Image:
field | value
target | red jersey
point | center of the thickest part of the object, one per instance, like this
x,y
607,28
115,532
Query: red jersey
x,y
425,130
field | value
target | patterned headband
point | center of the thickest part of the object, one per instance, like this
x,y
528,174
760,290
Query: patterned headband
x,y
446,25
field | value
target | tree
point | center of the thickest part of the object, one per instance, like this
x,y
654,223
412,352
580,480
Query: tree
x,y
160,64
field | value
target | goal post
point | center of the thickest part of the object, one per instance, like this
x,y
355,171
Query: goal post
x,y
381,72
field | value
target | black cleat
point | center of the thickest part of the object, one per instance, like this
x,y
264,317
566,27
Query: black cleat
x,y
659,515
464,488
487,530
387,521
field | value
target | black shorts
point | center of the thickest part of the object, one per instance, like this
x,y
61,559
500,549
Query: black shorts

+-------+

Give back the material above in full, exactly as it reads.

Image:
field | value
target | red jersey
point | center of the thickest part of the object, one per instance, like this
x,y
607,28
115,532
Query: red jersey
x,y
425,130
field | value
target | patterned headband
point | center of the thickest part of the object, one per instance, like this
x,y
528,174
760,290
Query: patterned headband
x,y
446,25
field | value
target | tree
point | center of the thickest part of the object, one per instance, like this
x,y
654,223
412,352
580,480
Query: tree
x,y
160,64
field | value
target | goal post
point | center of the thickest part of the object, one per instance, like this
x,y
355,171
Query: goal post
x,y
381,72
field | value
target | black cleat
point | center of the thickest part of the object, one per instance, like this
x,y
264,317
566,27
Query: black cleat
x,y
659,515
464,488
487,530
387,521
field | value
target | black shorts
point | center of the thickest part of the object, one per instance, like this
x,y
61,559
500,549
Query: black shorts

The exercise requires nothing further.